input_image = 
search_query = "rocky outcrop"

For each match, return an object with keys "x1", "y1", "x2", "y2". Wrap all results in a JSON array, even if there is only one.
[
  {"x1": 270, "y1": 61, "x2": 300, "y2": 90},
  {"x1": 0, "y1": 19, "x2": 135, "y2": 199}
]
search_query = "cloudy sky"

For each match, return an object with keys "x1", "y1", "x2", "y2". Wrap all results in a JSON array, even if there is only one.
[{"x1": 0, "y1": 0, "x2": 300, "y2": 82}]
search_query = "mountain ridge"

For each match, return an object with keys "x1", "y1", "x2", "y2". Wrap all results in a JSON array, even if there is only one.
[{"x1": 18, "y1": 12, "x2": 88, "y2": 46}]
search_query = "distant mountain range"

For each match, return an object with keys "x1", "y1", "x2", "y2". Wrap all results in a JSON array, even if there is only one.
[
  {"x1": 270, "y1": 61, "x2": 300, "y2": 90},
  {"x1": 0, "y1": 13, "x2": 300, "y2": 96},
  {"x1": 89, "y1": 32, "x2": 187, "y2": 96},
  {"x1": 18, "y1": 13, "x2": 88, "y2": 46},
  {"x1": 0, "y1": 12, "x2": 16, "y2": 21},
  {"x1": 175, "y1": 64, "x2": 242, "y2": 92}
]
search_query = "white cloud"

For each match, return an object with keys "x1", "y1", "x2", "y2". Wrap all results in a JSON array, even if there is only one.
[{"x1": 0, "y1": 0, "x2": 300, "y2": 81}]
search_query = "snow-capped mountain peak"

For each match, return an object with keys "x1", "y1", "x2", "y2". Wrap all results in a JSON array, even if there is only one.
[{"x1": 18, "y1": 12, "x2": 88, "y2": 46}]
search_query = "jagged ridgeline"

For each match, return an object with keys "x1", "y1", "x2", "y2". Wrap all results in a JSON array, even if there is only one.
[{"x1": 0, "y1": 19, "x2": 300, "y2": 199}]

------------

*WHAT THE EXERCISE ASKS*
Gather every line of the records above that contains the string "mountain". Case counts.

*EXERCISE RESPONSE*
search_query = "mountain ridge"
search_query = "distant mountain range"
search_query = "snow-capped mountain peak"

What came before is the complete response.